# no quills in the middle of the head



## beoleh (Aug 17, 2012)

i noticed my male hedgehog having a line of missing quills on his head (right in the middle) while drying him after his bath.
My sister said he had them before also, and i havent seen any quills fallen on the ground or anything
could he have possibly been born tht way or anything?


----------



## pearlthehedgie (Feb 15, 2011)

It's normal!! Relax!  There is nothing at all wrong with him. There's a name for it, not sure what it's called, but it is sometimes referred to as a "reverse mohawk".


----------



## Lilysmommy (Jan 7, 2009)

That's normal for hedgehogs - it's called a reverse mohawk. It allows them to move the muscles/quills on either side of that space to complete cover their face when they ball up. 

Also, just a suggestion, try reading through the forums a bit more - I've noticed a lot of the questions that you've been asking are ones that have been asked several or many times before and with a bit of searching you can find the answers.  Fewer repeated posts keeps the forum less cluttered, and you can learn a TON from reading through all of the threads! It's a great way to spend spare time.


----------



## beoleh (Aug 17, 2012)

oh i try reading the forum every time i have time.. but the questions i ask just suddenly pop up in my head like poof and the questions r the ones i havent read yet 
anyways good thing thr isnt smthing wrong bout my hedgie :lol: 
ty for the info


----------

Supplied data |
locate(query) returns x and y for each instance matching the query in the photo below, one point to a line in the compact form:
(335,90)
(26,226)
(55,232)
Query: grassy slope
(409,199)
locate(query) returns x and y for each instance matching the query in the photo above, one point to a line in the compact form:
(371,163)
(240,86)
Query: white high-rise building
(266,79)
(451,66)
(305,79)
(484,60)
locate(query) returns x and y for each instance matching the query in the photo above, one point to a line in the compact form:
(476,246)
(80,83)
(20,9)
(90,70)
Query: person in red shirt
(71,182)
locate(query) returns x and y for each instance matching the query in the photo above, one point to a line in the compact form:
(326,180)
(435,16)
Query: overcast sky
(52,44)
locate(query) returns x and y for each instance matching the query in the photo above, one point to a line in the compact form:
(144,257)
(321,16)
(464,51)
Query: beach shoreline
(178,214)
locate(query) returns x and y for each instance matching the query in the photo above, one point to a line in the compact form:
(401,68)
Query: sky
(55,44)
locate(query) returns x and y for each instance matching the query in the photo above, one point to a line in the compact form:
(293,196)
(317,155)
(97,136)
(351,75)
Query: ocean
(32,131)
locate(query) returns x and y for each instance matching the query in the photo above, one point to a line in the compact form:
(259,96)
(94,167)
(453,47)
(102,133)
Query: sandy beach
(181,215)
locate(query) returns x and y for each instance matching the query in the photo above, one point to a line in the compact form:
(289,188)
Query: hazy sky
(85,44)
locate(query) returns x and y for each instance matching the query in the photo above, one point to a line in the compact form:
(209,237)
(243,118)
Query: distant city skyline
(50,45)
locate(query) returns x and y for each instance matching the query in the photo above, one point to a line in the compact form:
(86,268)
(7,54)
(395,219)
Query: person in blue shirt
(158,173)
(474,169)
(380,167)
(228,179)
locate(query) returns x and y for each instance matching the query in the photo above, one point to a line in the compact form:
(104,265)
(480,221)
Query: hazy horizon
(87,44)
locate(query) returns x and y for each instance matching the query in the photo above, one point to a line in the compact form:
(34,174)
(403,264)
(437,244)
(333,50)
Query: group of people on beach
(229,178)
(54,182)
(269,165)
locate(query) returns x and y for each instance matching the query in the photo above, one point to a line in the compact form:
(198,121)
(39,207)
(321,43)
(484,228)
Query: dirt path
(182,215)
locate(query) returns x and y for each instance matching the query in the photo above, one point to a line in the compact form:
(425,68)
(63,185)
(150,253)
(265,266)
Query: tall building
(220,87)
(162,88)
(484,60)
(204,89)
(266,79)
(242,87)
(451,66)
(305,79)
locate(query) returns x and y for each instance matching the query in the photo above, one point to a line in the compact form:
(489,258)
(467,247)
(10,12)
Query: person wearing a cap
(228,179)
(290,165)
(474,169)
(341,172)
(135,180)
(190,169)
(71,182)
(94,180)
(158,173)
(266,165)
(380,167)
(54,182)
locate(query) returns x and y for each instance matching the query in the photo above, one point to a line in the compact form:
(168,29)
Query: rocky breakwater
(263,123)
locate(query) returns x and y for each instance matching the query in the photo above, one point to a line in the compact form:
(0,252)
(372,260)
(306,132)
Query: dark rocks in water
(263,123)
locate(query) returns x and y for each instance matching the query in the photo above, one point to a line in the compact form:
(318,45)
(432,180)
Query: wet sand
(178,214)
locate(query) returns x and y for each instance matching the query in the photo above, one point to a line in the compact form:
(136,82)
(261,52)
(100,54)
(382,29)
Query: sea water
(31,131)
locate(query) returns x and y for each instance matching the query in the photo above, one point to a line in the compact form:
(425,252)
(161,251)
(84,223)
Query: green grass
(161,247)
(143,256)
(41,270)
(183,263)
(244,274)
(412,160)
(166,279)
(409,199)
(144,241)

Directions |
1. From the hedgehog thread, reproduce the part that opens with the words containing "That's normal for" and closes with "they ball up.".
2. Return every line of the listing that contains the string "shirt", treating uppercase and lowercase letters as different.

Answers for the exercise |
1.
That's normal for hedgehogs - it's called a reverse mohawk. It allows them to move the muscles/quills on either side of that space to complete cover their face when they ball up.

2.
Query: person in red shirt
Query: person in blue shirt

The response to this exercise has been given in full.